About this task: Look through the lines below and extract any with the word "flare".

Extracted information:
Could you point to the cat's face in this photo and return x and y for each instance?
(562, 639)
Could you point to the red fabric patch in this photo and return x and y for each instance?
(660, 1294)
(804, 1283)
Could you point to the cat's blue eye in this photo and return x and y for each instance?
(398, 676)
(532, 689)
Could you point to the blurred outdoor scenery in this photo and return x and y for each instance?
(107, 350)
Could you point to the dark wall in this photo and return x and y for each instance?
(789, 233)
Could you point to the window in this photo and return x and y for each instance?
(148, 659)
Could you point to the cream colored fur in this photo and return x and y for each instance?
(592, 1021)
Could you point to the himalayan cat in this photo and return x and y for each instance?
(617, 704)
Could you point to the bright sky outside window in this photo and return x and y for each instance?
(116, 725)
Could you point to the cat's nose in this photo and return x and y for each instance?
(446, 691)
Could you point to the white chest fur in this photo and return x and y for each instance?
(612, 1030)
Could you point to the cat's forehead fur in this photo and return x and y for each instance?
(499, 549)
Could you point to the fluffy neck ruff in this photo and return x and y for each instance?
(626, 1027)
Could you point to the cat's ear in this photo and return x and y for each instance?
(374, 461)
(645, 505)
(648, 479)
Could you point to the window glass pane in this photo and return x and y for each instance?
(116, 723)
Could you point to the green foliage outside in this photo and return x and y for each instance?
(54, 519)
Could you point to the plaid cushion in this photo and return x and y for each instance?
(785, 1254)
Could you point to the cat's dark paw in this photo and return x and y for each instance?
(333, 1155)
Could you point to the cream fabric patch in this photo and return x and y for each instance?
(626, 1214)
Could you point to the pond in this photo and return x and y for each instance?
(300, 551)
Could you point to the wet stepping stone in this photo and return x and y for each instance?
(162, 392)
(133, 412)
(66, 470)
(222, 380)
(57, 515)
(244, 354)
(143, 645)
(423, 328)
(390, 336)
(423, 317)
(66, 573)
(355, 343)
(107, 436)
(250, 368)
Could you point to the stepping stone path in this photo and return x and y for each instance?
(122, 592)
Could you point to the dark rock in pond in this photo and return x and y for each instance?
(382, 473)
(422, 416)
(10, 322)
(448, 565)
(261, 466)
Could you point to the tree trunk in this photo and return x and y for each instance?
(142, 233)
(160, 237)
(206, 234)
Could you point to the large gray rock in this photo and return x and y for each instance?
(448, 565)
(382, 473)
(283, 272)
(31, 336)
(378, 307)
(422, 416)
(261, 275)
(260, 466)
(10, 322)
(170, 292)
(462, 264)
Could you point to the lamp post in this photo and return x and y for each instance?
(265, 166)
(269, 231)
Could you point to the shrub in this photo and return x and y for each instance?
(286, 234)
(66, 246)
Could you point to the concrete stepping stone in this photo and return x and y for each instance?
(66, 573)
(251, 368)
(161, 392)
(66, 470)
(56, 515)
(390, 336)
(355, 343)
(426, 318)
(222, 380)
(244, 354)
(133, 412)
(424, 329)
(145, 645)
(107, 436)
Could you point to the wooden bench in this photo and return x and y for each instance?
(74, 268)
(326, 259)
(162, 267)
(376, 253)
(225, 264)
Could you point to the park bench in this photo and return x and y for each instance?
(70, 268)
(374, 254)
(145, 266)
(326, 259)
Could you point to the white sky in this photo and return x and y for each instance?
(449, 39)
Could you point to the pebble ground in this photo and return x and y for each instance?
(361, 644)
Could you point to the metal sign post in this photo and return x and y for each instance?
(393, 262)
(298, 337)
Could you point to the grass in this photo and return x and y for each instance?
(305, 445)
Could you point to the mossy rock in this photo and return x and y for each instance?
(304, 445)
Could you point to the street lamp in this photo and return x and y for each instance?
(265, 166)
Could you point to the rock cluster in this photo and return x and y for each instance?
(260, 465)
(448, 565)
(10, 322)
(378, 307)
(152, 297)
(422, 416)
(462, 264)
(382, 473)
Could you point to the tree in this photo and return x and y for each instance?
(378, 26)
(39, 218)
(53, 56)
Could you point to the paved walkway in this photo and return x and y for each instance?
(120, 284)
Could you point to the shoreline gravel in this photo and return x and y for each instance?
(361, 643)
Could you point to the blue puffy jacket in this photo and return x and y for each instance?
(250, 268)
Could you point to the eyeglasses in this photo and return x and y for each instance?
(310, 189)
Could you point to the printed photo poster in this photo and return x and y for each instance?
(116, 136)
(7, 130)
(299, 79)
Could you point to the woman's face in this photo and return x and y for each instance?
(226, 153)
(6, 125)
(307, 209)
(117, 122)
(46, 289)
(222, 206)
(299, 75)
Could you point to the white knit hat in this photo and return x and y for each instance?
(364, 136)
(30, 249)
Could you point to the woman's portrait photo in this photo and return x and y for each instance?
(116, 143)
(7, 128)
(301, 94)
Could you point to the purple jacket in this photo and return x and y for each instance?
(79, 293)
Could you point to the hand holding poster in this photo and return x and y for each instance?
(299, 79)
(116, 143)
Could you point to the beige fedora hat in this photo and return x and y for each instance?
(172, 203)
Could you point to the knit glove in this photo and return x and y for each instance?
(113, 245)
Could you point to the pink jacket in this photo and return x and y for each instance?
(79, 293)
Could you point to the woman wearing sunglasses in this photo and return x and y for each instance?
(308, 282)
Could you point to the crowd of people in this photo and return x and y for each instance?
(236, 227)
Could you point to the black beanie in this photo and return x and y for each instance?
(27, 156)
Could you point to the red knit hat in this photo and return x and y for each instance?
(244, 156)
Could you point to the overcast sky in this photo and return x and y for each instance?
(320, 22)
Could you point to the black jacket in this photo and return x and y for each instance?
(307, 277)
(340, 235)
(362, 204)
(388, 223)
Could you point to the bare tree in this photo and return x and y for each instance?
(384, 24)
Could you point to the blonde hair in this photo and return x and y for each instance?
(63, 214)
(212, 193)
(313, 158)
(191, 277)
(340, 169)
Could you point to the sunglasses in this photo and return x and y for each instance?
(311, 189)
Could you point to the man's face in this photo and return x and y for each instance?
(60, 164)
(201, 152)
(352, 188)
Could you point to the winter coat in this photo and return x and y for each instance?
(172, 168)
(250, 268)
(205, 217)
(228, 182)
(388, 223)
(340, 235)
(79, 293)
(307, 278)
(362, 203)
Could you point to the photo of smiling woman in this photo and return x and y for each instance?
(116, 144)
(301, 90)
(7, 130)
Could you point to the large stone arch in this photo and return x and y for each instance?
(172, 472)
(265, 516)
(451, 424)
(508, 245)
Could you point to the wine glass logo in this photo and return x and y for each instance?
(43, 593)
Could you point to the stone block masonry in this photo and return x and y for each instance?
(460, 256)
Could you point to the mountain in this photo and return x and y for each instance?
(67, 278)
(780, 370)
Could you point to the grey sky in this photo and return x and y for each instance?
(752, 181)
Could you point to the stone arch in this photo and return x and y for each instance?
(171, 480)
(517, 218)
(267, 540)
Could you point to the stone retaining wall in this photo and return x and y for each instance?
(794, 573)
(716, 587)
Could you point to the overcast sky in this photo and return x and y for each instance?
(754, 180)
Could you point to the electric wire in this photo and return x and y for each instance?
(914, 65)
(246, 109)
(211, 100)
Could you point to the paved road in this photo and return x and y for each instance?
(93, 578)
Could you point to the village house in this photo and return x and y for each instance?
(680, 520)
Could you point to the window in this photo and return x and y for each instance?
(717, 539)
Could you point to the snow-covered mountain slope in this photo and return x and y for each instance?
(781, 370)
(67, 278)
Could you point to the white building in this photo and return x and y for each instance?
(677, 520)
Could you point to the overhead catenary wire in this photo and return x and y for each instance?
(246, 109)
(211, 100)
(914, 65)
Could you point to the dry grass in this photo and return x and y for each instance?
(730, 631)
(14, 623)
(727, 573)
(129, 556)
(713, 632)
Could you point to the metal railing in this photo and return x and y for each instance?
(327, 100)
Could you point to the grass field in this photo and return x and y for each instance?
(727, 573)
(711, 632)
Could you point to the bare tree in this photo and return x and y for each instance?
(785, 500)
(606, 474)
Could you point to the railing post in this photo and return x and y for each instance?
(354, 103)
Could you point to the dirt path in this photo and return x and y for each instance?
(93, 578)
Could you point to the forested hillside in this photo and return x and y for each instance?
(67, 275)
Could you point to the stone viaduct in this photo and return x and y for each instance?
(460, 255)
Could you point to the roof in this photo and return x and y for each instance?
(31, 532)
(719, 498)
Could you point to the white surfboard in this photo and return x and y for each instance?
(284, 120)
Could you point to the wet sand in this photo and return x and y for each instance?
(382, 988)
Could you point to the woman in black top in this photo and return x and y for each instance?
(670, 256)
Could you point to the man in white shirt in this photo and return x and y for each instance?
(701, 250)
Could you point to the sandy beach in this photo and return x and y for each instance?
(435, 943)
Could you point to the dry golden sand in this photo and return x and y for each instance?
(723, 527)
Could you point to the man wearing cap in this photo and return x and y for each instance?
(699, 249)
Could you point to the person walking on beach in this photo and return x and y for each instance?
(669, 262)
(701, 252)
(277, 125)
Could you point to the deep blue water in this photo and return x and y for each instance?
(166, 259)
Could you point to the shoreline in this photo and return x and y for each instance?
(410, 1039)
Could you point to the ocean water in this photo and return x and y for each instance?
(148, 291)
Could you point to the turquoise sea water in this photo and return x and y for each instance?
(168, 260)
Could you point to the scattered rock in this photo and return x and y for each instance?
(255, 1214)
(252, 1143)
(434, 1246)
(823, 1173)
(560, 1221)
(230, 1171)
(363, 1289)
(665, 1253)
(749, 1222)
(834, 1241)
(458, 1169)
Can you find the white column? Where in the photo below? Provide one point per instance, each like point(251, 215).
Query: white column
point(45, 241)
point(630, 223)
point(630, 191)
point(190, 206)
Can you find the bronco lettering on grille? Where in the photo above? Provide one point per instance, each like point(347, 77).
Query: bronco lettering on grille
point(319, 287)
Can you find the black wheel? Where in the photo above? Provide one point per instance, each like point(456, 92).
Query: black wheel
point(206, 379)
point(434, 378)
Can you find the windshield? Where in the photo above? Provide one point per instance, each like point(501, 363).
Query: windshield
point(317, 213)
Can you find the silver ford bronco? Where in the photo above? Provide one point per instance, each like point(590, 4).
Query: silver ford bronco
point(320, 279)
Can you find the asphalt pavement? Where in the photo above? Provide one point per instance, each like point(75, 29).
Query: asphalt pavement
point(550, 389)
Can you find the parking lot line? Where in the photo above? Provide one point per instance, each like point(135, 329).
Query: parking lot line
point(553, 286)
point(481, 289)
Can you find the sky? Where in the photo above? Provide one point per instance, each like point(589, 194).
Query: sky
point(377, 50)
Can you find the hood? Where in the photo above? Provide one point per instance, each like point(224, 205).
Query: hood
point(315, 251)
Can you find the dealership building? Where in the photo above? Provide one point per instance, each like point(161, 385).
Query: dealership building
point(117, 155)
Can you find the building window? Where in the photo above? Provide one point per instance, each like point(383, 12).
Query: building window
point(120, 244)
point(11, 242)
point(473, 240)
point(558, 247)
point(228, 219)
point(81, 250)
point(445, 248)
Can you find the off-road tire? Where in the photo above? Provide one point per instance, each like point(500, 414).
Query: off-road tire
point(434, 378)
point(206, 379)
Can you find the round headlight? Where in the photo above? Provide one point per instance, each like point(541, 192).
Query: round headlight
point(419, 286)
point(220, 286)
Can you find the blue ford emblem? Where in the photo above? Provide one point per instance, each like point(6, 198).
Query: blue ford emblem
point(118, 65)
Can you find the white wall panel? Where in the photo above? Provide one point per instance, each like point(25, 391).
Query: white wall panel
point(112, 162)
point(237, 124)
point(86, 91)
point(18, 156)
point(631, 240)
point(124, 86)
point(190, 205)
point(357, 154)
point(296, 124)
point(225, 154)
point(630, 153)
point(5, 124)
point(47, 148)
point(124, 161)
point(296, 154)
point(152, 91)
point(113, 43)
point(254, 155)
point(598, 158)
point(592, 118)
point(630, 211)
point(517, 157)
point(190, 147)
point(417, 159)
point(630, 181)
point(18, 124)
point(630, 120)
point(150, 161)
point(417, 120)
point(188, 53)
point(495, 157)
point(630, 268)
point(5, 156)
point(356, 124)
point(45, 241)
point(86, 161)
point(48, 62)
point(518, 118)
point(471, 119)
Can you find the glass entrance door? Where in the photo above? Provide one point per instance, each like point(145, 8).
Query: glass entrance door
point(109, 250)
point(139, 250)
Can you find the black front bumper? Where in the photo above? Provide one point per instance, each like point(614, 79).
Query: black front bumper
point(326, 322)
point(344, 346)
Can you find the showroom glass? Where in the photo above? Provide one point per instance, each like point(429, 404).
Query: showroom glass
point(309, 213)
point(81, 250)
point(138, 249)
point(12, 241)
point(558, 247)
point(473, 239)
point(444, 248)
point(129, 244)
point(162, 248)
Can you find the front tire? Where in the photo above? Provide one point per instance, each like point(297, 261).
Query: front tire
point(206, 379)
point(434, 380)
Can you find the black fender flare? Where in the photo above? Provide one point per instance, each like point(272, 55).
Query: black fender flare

Task result:
Can you find the black fender flare? Where in the photo above? Provide one point per instance, each like point(272, 55).
Query: black fender flare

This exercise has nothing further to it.